### OBJECTIVE
Pick out all lines below that contain the word "every", and copy each one.

* Begin DATASET RECORDS *

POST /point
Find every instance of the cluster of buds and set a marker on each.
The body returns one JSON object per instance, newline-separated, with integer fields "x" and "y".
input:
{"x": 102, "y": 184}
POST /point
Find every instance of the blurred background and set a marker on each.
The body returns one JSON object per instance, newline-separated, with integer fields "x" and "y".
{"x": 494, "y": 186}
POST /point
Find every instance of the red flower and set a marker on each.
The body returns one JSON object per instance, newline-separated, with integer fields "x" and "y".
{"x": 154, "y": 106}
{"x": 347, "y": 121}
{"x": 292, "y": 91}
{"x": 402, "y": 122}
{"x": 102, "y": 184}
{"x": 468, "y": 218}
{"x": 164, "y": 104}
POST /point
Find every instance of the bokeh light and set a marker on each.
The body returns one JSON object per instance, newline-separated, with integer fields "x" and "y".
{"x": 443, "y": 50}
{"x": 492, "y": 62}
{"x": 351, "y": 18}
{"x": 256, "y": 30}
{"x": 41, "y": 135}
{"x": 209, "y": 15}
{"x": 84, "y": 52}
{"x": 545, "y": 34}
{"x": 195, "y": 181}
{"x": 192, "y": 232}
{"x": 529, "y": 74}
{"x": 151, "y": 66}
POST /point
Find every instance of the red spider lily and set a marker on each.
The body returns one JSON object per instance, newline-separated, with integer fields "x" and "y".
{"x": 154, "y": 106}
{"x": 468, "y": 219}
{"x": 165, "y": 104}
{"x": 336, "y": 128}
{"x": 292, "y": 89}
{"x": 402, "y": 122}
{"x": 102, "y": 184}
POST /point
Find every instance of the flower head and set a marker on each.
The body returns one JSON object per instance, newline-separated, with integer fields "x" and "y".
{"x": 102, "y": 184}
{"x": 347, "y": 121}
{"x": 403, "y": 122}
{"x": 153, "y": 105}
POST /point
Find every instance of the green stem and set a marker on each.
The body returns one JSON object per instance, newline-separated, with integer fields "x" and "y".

* End DATASET RECORDS *
* Begin DATASET RECORDS *

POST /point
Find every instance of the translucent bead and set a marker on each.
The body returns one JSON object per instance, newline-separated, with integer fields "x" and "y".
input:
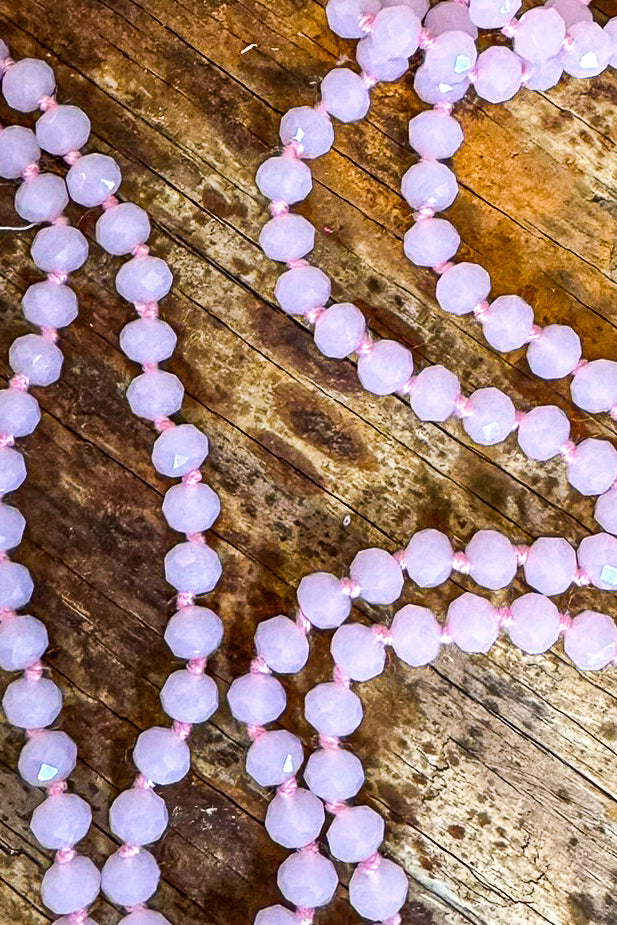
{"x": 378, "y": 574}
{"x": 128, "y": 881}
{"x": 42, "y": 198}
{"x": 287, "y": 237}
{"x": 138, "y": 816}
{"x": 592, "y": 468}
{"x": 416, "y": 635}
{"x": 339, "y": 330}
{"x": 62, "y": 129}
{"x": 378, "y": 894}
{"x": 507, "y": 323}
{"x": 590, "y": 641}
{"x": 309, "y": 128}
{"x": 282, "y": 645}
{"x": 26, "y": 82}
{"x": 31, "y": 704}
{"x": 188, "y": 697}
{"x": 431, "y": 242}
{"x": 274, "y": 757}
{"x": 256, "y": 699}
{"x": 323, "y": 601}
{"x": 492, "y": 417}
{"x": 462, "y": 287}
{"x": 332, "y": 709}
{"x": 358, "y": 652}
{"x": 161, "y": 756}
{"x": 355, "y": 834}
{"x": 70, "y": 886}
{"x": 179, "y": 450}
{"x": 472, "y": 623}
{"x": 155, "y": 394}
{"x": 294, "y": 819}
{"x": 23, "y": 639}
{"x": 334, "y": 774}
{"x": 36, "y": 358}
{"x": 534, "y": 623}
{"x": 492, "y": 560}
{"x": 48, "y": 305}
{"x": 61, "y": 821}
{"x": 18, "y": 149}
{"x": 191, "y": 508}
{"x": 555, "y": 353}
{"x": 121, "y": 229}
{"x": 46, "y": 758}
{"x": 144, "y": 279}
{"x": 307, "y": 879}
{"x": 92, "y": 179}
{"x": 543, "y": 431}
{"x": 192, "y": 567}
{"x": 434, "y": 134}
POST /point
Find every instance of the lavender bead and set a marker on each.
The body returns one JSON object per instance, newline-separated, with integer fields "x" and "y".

* End DATASET RECORDS *

### SOLUTION TO THE PROBLEM
Find every instance of the cluster of buds and set a marker on each.
Find every instance of the blurred background and set a marker on each.
Find every instance of the red flower and set a marker on each.
Find every instance of the bokeh light and set a marker on each.
Find every instance of the red spider lily and set a marker on each.
Find every instance of the flower head and set a marker on each.
Find every instance of the green stem and set a marker on each.
Find every instance of the translucent bead and set a marker on each.
Find every instance of the lavender bead and set a marker on each.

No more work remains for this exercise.